(Exercise objective): Using the lines below, work out the count of those that hold "shadow". Give the number only.

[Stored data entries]
-*-

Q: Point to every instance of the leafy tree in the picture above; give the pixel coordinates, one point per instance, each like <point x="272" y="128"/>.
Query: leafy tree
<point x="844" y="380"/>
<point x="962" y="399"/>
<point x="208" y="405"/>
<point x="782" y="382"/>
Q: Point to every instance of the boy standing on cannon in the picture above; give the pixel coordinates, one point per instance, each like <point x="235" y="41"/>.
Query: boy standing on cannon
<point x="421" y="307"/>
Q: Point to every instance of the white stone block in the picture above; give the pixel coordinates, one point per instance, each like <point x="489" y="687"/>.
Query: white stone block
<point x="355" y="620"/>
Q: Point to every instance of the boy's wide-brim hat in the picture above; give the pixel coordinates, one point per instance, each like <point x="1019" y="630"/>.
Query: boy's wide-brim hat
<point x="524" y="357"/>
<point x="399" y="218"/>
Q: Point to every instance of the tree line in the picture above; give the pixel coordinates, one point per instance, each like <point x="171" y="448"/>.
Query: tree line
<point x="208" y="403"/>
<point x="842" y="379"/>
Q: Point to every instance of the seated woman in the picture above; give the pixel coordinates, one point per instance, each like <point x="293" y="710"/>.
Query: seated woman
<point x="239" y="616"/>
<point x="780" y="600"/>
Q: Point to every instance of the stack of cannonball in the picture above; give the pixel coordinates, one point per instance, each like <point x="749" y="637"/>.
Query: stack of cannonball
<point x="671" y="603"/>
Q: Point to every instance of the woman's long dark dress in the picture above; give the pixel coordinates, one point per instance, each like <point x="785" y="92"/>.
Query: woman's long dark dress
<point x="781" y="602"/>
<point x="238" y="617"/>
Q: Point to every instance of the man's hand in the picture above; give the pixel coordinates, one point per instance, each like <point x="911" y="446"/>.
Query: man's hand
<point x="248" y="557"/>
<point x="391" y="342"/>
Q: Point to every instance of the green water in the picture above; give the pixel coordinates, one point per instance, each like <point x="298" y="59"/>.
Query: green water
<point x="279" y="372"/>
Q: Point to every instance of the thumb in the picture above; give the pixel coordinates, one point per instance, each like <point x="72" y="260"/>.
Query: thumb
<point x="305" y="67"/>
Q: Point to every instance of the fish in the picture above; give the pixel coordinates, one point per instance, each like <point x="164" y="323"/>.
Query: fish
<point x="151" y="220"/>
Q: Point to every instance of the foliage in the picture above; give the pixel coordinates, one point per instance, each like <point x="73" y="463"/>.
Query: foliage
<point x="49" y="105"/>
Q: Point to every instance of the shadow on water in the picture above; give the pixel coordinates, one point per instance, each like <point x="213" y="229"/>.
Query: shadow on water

-*-

(Exercise response): 2